PROBLEM TO SOLVE:
Rewrite the entries below, replacing each "instance" with "occurrence" and changing nothing else. Leave the pictures out.

* Start *

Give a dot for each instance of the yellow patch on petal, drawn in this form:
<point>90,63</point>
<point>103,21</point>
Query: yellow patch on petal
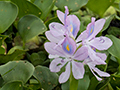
<point>71,28</point>
<point>67,47</point>
<point>91,31</point>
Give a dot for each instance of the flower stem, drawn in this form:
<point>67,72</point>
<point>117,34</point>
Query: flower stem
<point>107,61</point>
<point>23,45</point>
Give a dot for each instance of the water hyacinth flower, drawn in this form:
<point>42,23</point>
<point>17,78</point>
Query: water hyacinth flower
<point>92,43</point>
<point>70,27</point>
<point>70,55</point>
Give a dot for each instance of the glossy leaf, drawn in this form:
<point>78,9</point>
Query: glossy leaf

* End *

FULL OUTPUT:
Give a dot for each occurrence of the yellow patch on petal, drawn in this form:
<point>90,63</point>
<point>103,21</point>
Query: yellow patch on petal
<point>71,28</point>
<point>67,47</point>
<point>91,31</point>
Give a dot for each occurrence of the flower stem, drawn in this form:
<point>67,72</point>
<point>117,34</point>
Query: flower stem
<point>107,61</point>
<point>23,45</point>
Give a dot for each occurrence of the water hyacinth flower, drawn in this form:
<point>42,23</point>
<point>17,78</point>
Query: water hyacinth flower
<point>92,43</point>
<point>70,27</point>
<point>70,55</point>
Give a dot for each occurrence of the glossy leaf, drawn in this form:
<point>78,9</point>
Query: glossy leaf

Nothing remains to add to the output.